** GIVEN TEXT **
────────────────────────────────────────

Dietary salt enhances glomerular endothelial nitric oxide synthase through transforming growth factor-[beta]1. Ying, Wei-Zhong, and Paul W. Sanders. Nephrology Research and Training Center, Comprehensive Cancer Center, and Cell Adhesion and Matrix Research Center, Division of Nephrology, Department of Medicine and Department of Physiology & Biophysics, University of Alabama at Birmingham, Birmingham, AL 35294-0007. Department of Veterans Affairs Medical Center, Birmingham, AL 35233
APStracts 5:0064F, 1998.
Dietary salt controls production of nitric oxide (NO), a potent paracrine relaxation factor involved in glomerular filtration and salt excretion. We hypothesized that glomerular NO production was enhanced through endothelial nitric oxide synthase (NOS3). Rats in metabolic cages were studied after four days on 0.3% (Lo-salt) or 8.0% (Hi-salt) NaCl diet. Steady-state mRNA and protein levels of NOS3 and calcium-dependent NO production of isolated glomeruli from Hi-salt animals were greater than those values observed in glomeruli from Lo-salt rats. Because dietary salt enhanced glomerular production of transforming growth factor-[beta]1 (TGF-[beta]1) (Am. J. Physiol. 274 (Renal Physiol. 43), (in press), 1998), studies were then conducted to examine the interaction between NOS3 and TGF -[beta]1. Glomerular steady-state levels of mRNA of NOS3 and TGF -[beta]1 directly correlated (r2 = 0.946; p < 0.0001). A neutralizing antibody to TGF-[beta] reduced NOS3 protein and NO production in cultured glomeruli from Hi-salt animals to levels seen in the Lo-salt glomeruli. Thus, dietary salt increased glomerular expression of TGF-[beta]1, which in turn augmented NO production through NOS3.

Received 21 November 1997; accepted in final form 9 March 1998.
APS Manuscript Number F366-7.
Article publication pending Am. J. Physiol. (Renal Physiology).

────────────────────────────────────────

** WHAT TO PRODUCE **
Name every center, division, and department at the University of Alabama at Birmingham listed in the author affiliation of the abstract above.

────────────────────────────────────────

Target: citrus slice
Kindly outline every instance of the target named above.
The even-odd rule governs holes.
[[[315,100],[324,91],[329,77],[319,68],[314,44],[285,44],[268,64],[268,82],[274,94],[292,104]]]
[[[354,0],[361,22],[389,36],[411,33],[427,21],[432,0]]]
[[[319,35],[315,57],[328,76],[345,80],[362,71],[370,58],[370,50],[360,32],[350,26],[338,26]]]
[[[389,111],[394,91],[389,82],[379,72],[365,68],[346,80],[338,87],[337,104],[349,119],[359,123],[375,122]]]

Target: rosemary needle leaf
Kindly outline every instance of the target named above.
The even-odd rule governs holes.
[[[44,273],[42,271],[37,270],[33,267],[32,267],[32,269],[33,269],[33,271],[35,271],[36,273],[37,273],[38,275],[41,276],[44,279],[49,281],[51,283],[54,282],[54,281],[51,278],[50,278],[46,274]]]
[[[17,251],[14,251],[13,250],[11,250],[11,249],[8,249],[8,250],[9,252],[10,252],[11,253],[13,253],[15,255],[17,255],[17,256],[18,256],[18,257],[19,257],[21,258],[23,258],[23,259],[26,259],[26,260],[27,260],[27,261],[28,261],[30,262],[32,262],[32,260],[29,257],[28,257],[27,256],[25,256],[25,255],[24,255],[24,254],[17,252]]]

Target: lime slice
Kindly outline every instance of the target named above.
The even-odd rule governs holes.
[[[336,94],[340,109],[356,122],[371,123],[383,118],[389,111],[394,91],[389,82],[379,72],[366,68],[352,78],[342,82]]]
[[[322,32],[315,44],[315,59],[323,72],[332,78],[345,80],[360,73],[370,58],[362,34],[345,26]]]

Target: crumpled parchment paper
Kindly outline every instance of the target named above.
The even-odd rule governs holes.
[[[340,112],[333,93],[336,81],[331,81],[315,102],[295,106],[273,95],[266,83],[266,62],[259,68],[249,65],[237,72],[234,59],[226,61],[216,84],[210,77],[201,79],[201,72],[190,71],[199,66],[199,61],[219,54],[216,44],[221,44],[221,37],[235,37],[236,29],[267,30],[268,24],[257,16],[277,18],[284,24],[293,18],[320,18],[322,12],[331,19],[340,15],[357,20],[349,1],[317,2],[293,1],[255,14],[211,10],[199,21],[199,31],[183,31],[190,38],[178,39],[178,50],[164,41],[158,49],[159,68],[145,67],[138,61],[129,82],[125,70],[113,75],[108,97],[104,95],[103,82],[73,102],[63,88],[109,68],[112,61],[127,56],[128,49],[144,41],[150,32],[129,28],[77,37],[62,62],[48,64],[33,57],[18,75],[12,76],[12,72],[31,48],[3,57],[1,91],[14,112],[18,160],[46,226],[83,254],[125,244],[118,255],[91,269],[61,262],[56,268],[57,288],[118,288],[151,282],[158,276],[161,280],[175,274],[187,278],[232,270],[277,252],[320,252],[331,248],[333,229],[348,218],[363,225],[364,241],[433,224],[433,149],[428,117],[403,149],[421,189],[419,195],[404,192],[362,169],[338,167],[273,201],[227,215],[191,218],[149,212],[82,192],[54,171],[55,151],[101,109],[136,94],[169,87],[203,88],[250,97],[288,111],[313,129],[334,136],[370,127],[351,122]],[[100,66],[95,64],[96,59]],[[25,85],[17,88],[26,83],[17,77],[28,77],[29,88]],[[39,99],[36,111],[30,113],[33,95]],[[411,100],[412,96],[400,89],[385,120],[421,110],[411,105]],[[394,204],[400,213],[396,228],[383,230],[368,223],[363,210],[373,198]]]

────────────────────────────────────────

** SOLUTION **
- Nephrology Research and Training Center
- Comprehensive Cancer Center
- Cell Adhesion and Matrix Research Center
- Division of Nephrology
- Department of Medicine
- Department of Physiology & Biophysics